**Stated task**
Gather every line in the records below that contains the string "mulch", copying each one in full.

**Data for this task**
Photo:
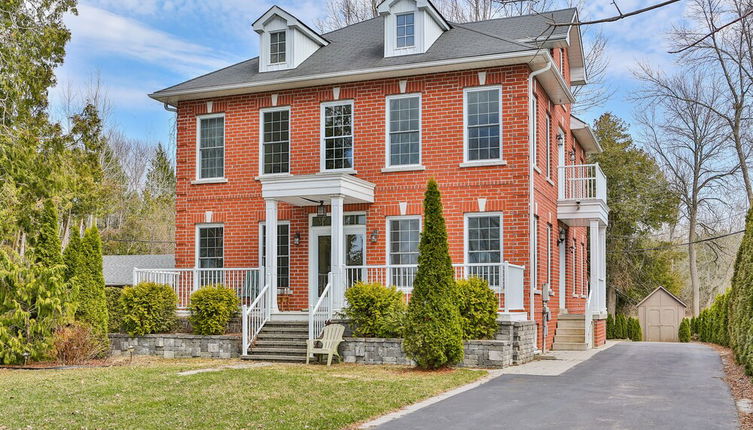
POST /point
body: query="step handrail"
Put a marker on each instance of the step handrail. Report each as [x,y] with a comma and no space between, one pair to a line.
[254,317]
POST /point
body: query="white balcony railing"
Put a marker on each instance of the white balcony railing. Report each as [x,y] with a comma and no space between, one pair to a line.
[582,182]
[245,282]
[504,278]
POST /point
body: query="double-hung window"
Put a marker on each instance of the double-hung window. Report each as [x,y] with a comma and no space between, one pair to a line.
[483,124]
[283,253]
[277,47]
[404,130]
[403,237]
[275,124]
[484,247]
[211,151]
[405,30]
[337,135]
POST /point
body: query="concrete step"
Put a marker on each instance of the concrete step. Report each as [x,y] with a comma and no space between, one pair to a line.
[569,346]
[277,358]
[569,338]
[276,350]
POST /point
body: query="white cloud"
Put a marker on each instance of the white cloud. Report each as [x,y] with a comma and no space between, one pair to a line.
[105,33]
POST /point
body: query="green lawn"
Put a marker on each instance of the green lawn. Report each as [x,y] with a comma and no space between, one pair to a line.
[150,395]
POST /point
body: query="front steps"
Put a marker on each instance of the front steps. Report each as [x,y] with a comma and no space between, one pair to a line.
[571,333]
[281,341]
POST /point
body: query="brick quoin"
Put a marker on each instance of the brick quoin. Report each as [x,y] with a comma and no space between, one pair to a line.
[239,206]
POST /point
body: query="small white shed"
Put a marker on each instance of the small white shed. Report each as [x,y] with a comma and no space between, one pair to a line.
[660,315]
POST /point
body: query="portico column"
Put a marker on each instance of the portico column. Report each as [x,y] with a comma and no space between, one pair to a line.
[603,267]
[271,248]
[595,260]
[338,252]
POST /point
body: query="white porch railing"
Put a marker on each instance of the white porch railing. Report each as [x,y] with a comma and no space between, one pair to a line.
[582,182]
[246,282]
[322,312]
[504,278]
[254,317]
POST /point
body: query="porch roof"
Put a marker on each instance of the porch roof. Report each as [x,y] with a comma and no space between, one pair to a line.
[309,190]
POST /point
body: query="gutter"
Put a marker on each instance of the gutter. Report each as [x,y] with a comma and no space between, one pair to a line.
[531,200]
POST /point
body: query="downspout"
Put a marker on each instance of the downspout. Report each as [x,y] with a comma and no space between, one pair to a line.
[531,201]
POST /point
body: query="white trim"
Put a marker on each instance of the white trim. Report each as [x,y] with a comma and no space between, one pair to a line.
[467,215]
[322,145]
[388,231]
[199,226]
[466,161]
[199,118]
[261,140]
[402,167]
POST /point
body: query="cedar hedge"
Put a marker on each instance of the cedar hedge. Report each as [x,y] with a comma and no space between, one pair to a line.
[211,308]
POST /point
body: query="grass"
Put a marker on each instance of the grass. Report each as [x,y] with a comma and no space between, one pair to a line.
[151,395]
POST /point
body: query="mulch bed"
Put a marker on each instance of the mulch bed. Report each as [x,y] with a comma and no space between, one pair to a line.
[740,384]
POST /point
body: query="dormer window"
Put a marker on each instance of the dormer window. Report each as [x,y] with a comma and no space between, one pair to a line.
[406,35]
[277,47]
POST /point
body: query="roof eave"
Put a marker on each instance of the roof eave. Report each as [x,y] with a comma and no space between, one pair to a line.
[537,58]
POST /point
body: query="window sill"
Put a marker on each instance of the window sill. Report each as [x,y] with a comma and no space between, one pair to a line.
[411,168]
[336,171]
[273,175]
[209,181]
[483,163]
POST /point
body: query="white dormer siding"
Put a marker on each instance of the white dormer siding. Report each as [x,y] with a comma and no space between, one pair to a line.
[427,26]
[299,40]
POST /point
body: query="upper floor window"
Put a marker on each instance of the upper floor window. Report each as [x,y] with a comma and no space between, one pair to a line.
[277,47]
[211,163]
[483,124]
[275,140]
[405,30]
[404,130]
[337,135]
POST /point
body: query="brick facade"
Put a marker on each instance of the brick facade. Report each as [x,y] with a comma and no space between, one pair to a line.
[239,206]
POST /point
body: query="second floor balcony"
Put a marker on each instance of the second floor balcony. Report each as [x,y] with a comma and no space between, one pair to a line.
[582,194]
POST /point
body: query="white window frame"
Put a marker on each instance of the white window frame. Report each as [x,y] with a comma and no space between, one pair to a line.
[262,244]
[468,215]
[489,162]
[261,140]
[197,246]
[322,141]
[223,178]
[402,167]
[406,47]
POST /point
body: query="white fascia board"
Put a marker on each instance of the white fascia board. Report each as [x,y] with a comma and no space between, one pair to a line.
[172,97]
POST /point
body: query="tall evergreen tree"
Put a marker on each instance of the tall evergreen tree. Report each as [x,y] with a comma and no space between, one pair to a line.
[47,248]
[433,334]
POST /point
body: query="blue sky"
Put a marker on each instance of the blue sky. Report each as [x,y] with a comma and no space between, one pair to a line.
[135,47]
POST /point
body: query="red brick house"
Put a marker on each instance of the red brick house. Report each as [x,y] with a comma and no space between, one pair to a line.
[302,170]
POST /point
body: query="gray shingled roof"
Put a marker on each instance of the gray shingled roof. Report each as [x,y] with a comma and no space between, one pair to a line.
[361,46]
[118,269]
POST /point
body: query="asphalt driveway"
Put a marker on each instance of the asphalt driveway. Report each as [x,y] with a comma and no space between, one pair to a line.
[628,386]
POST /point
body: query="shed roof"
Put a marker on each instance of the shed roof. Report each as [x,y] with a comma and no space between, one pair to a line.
[118,269]
[666,291]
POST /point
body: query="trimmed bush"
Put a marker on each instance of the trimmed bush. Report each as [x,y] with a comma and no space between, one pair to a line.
[477,305]
[77,343]
[376,310]
[114,311]
[433,335]
[684,331]
[148,308]
[211,308]
[610,326]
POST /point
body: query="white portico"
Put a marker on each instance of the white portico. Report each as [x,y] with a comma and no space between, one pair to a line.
[335,190]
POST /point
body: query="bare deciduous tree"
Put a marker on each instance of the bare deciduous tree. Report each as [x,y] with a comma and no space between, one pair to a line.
[691,143]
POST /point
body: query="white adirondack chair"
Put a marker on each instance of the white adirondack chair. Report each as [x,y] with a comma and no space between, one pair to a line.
[330,340]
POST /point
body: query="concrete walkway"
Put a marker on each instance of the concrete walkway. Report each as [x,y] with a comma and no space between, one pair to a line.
[628,386]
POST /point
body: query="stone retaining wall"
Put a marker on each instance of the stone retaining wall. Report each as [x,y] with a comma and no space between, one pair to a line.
[478,353]
[177,345]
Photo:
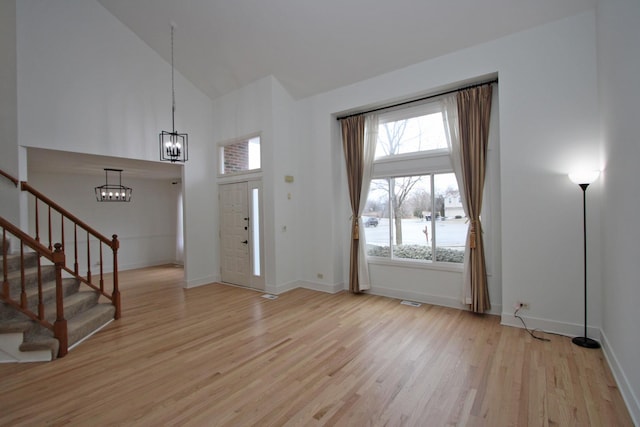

**Correct output**
body: query="mulch bed"
Put a marker on each instance of the mulch bed. Report each as [x,y] with a comma and no space between, one pair to a line.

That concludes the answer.